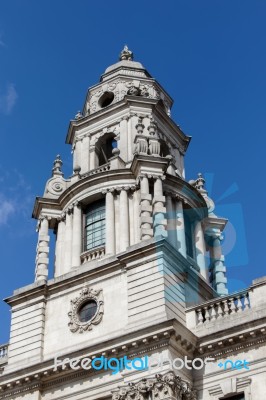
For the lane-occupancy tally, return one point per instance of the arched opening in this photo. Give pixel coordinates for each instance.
(106, 99)
(165, 151)
(104, 148)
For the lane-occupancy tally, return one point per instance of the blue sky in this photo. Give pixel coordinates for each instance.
(210, 57)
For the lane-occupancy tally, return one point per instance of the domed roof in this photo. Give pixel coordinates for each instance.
(126, 63)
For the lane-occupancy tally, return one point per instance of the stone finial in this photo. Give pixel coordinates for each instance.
(152, 128)
(78, 115)
(140, 127)
(57, 166)
(126, 54)
(200, 182)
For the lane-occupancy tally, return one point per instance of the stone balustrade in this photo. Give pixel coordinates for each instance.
(94, 254)
(3, 352)
(218, 309)
(102, 168)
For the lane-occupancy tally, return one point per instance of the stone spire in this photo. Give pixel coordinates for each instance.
(126, 54)
(57, 166)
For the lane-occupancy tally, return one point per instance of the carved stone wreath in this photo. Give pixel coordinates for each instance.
(86, 294)
(168, 386)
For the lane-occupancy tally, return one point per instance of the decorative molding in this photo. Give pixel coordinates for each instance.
(168, 386)
(86, 294)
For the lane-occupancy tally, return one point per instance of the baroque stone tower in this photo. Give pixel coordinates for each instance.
(138, 248)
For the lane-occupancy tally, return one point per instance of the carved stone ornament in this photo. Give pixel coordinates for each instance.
(159, 388)
(86, 294)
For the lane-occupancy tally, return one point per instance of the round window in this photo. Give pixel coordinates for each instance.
(106, 99)
(87, 311)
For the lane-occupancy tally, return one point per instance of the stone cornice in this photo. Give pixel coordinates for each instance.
(122, 106)
(77, 187)
(182, 190)
(112, 264)
(134, 343)
(233, 340)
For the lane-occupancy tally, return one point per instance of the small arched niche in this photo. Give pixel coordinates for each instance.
(104, 148)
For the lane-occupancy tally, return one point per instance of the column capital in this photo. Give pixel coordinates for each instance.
(69, 210)
(77, 204)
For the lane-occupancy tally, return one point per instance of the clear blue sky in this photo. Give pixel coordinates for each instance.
(209, 55)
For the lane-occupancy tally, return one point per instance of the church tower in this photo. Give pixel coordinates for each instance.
(136, 244)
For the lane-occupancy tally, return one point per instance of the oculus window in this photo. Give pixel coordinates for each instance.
(87, 311)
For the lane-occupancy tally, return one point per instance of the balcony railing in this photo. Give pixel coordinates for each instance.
(102, 168)
(3, 352)
(94, 254)
(218, 308)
····················
Rewrite the lines above as a two-column CSV with the headers text and points, giving one row for each line and the points listed under it. Put each value in a single quoted field with line breaks turned into spaces, and leave the picture out.

Written response:
text,points
"For the lane-occupancy tally, return one point per instance of the arched opening in this photo. Give pixel coordinates for each instance.","(106, 99) (165, 151) (104, 148)"
"For the lane-occupancy tally, return one point per instance of the blue sky in this photo. Give pixel coordinates for each instance.","(210, 57)"
"For the lane-occupancy tally, return one point per instance of the domed roof in this photo. Give pixel coordinates for each instance.","(126, 63)"
"For the lane-occupancy tally, return one point per instance of the stone finial in this photo. Give pixel coordinates for each instance.","(152, 128) (78, 115) (140, 127) (57, 166) (126, 54) (200, 182)"
"For the lane-occupancy tally, return one point per instance of the stone balustrade in this photo. Give pixel coordinates for each instance.","(94, 254) (3, 352) (218, 309) (102, 168)"
"For the lane-occupancy tally, return one point per instance of the stone spire in this photo. Give pixel coordinates for each instance.","(126, 54) (57, 166)"
"For the lane-occupancy tally, return one point per instance of the carved stone wreath in this photo. Give pixel coordinates for each instance.","(86, 294) (168, 386)"
"For the lane-occupancy tally, return one point per instance of the decorative molding in this photo. Give pixel coordinates for each instance.","(168, 386) (86, 294)"
"For the lane-occupancy tally, return one point per instance of the baroque stone tower in this photo. Give pixel coordinates for each instance.","(138, 248)"
"For the lane-occupancy tally, return one point per instance of the carved stone ornament in this photo. Give pixel coordinates for each instance.","(159, 388) (86, 294)"
"For the lane-occupancy tally, return one point per instance of the round window in this photo. Give pixel coordinates for each instance.","(106, 99) (87, 311)"
"For the lane-occupancy tally, return one point per instance of the stone cornice in this photo. Give pixel coordinates for each instance.","(122, 106) (77, 187) (182, 190) (112, 264) (134, 343) (233, 340)"
"For the lane-occupancy tally, return one point per instance of the small arched niche in this photo. Give pixel coordinates for each instance.","(104, 148)"
"For the lane-occupancy tally, return one point per instance of the column capital in this photo. Give pixel coordinates for each instance.","(69, 210) (77, 204)"
"For the lane-occupancy tally, return one point per instance of the clear blue sky in this photo. Give pixel coordinates for each instance.","(209, 55)"
"For the lane-occupancy tally, return one point per instance of the church tower in this photo. Give pixel coordinates for each instance.","(136, 244)"
"For the lane-occupancy tally, return one point per instance of the oculus window in this photo. Give pixel coordinates for each instance.","(87, 311)"
"For the lane-occupancy tally, return one point per instance of the balcony railing in this photo. Give pixel coordinates for each instance.","(102, 168) (3, 352) (94, 254) (218, 308)"